**Поставленная задача 1**
Скопируйте дословно фрагмент текста о Георгии Иванове: начните со слов «January 23rd, 2018» и остановитесь после слов «все времена Париже.».
**Поставленная задача 2**
Повторите без изменений строки записей, начиная со строки, содержащей «Kindly give the mask of every instance of the rocky», и заканчивая последней строкой записей (обе границы включительно).
----- Исходный текст
January 23rd, 2018

облака

Георгий Иванов

Он довольно быстро стал своим в поэтических кругах Петербурга (Блок, Северянин, Гумилёв, Ахматова, Гиппиус — это тоже кое-что объясняет), выходит, что в 16 лет. И ещё до 30 перебрался в Европу: Берлин, Рига, Париж. Он не хочет быть никем, кроме поэта, но пишет мало (ленив), и со Второй мировой все как-то разваливается. О Георгии Иванове так мало информации, что сложно разобраться, правда ли, что симпатизировал нацистам, и как именно его воспринимали более широкие, нежели поэтические круги в СССР. Однако, кажется, писал он достаточно откровенно и погранично для среднего человеческого восприятия, чтобы не быть персоной грата даже в по-настоящему отпетом во все времена Париже.
Нина Беберова пишет, что «он был не германофилом, а потерявшим всякое моральное чувство человеком, на всех углах кричавшим о том, что он предпочитает быть полицмейстером взятого немцами Смоленска, чем в Смоленске редактировать литературный журнал». Его супруга Ирина Одоевцева (которая оставила то немногое, что может помочь понять, кто такой Иванов) пишет, что в старости он стал кем-то вроде желчного Дэвида Боуи: «без возраста, без пола, без третьего измерения (но кое с каким четвёртым)».
----------
----- Строки
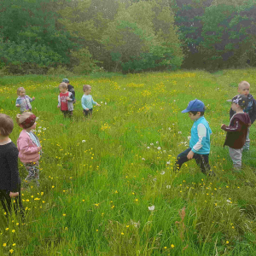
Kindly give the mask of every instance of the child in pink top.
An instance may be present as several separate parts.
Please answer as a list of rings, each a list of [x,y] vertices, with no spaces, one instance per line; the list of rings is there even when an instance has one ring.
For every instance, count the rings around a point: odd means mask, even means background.
[[[42,147],[39,139],[32,131],[36,128],[36,116],[31,112],[17,114],[18,125],[23,128],[17,141],[19,158],[28,172],[26,181],[30,183],[35,180],[39,186],[39,159]]]

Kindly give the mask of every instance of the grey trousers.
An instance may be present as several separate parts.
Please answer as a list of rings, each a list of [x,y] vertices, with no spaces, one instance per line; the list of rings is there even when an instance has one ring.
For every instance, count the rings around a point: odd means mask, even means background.
[[[236,170],[240,170],[241,168],[241,152],[242,148],[235,149],[229,147],[230,155],[233,161],[233,167]]]
[[[250,138],[249,138],[249,134],[250,134],[250,128],[248,128],[248,131],[247,131],[247,139],[246,139],[246,143],[243,145],[243,149],[245,150],[249,150],[250,148]]]

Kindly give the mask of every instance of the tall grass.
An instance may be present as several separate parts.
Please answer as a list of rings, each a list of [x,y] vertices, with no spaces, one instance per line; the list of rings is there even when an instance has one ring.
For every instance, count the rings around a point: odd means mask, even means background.
[[[255,70],[154,73],[68,78],[72,120],[57,108],[64,77],[1,78],[0,112],[15,119],[16,89],[35,96],[44,154],[40,183],[22,192],[26,219],[0,216],[1,255],[256,255],[255,127],[243,171],[235,173],[222,123],[241,80]],[[82,85],[101,107],[84,119]],[[207,106],[215,177],[194,160],[172,165],[187,148],[192,122],[181,113],[195,98]],[[15,143],[20,129],[15,125]],[[26,176],[20,163],[22,179]],[[2,243],[2,244],[1,244]],[[3,245],[3,246],[2,246]]]

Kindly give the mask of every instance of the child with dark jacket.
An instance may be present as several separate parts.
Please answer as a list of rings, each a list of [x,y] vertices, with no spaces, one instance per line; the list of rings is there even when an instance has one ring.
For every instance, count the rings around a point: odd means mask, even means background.
[[[249,115],[243,112],[247,106],[248,98],[245,95],[237,95],[228,102],[232,102],[231,108],[235,113],[230,119],[229,126],[221,125],[221,129],[227,131],[224,146],[229,146],[234,169],[240,170],[241,168],[242,147],[246,143],[248,128],[251,125]]]
[[[247,97],[247,106],[243,109],[243,112],[247,113],[249,115],[251,119],[251,124],[253,125],[256,119],[256,101],[253,98],[253,96],[250,94],[250,84],[247,81],[241,81],[238,84],[238,93],[240,95],[244,95],[245,96]],[[236,112],[231,108],[230,111],[230,119],[235,113]],[[248,128],[247,136],[246,138],[245,144],[243,146],[243,150],[249,150],[250,148],[249,134],[250,134],[250,129]]]
[[[12,119],[0,113],[0,201],[7,215],[12,208],[12,198],[15,211],[20,210],[24,214],[20,195],[20,178],[18,169],[19,151],[9,137],[14,128]]]

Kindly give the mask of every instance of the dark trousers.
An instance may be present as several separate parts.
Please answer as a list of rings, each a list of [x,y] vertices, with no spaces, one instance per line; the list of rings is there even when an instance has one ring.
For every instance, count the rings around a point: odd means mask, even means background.
[[[0,201],[3,210],[7,213],[6,216],[9,215],[13,207],[15,213],[17,213],[18,210],[20,210],[21,216],[24,217],[24,208],[21,202],[20,184],[19,185],[19,196],[12,199],[9,196],[9,190],[0,189]],[[12,203],[12,200],[15,202]]]
[[[73,111],[61,110],[61,112],[63,113],[65,118],[67,118],[67,115],[70,118],[73,116]]]
[[[177,155],[175,162],[174,170],[180,169],[183,163],[189,161],[187,155],[190,152],[190,150],[191,148],[189,148]],[[207,174],[208,171],[211,170],[208,158],[209,154],[200,154],[194,153],[193,159],[195,160],[197,166],[201,168],[201,172],[204,174]]]
[[[92,108],[90,108],[87,111],[85,109],[84,109],[84,114],[85,117],[88,117],[89,115],[92,116]]]

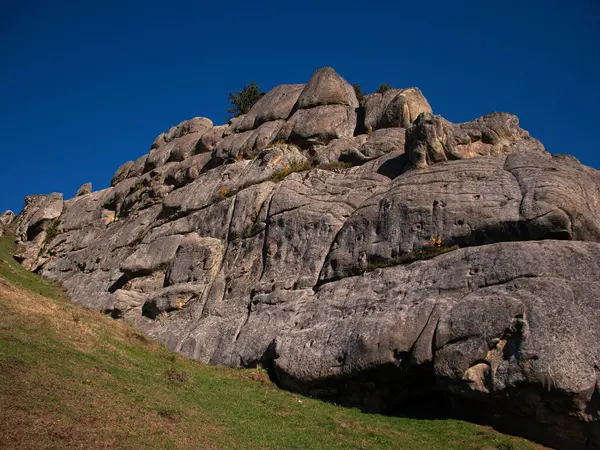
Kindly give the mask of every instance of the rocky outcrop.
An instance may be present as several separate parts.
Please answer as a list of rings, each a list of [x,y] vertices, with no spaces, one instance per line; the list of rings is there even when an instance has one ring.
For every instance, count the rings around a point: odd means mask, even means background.
[[[364,133],[361,131],[364,130]],[[189,358],[368,411],[600,446],[600,172],[333,69],[32,196],[22,263]]]
[[[6,229],[11,225],[13,220],[15,219],[15,213],[10,209],[7,209],[2,214],[0,214],[0,236],[3,236]]]
[[[77,189],[76,197],[80,195],[87,195],[92,193],[92,183],[85,183],[79,189]]]
[[[365,95],[362,100],[365,129],[408,128],[419,114],[431,113],[431,106],[417,88],[389,89],[383,94]]]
----------
**Результат задачи 1**
January 23rd, 2018

облака

Георгий Иванов

Он довольно быстро стал своим в поэтических кругах Петербурга (Блок, Северянин, Гумилёв, Ахматова, Гиппиус — это тоже кое-что объясняет), выходит, что в 16 лет. И ещё до 30 перебрался в Европу: Берлин, Рига, Париж. Он не хочет быть никем, кроме поэта, но пишет мало (ленив), и со Второй мировой все как-то разваливается. О Георгии Иванове так мало информации, что сложно разобраться, правда ли, что симпатизировал нацистам, и как именно его воспринимали более широкие, нежели поэтические круги в СССР. Однако, кажется, писал он достаточно откровенно и погранично для среднего человеческого восприятия, чтобы не быть персоной грата даже в по-настоящему отпетом во все времена Париже.

**Результат задачи 2**
Kindly give the mask of every instance of the rocky outcrop.
An instance may be present as several separate parts.
Please answer as a list of rings, each a list of [x,y] vertices, with no spaces, one instance per line; the list of rings is there even when an instance has one ring.
For every instance, count the rings around a point: odd means mask, even means background.
[[[364,133],[361,131],[364,130]],[[189,358],[368,411],[600,446],[600,172],[333,69],[32,196],[22,263]]]
[[[6,229],[11,225],[13,220],[15,219],[15,213],[10,209],[7,209],[2,214],[0,214],[0,236],[3,236]]]
[[[77,189],[76,197],[80,195],[87,195],[92,193],[92,183],[85,183],[79,189]]]
[[[365,95],[362,100],[365,129],[408,128],[419,114],[431,113],[431,106],[417,88],[389,89],[383,94]]]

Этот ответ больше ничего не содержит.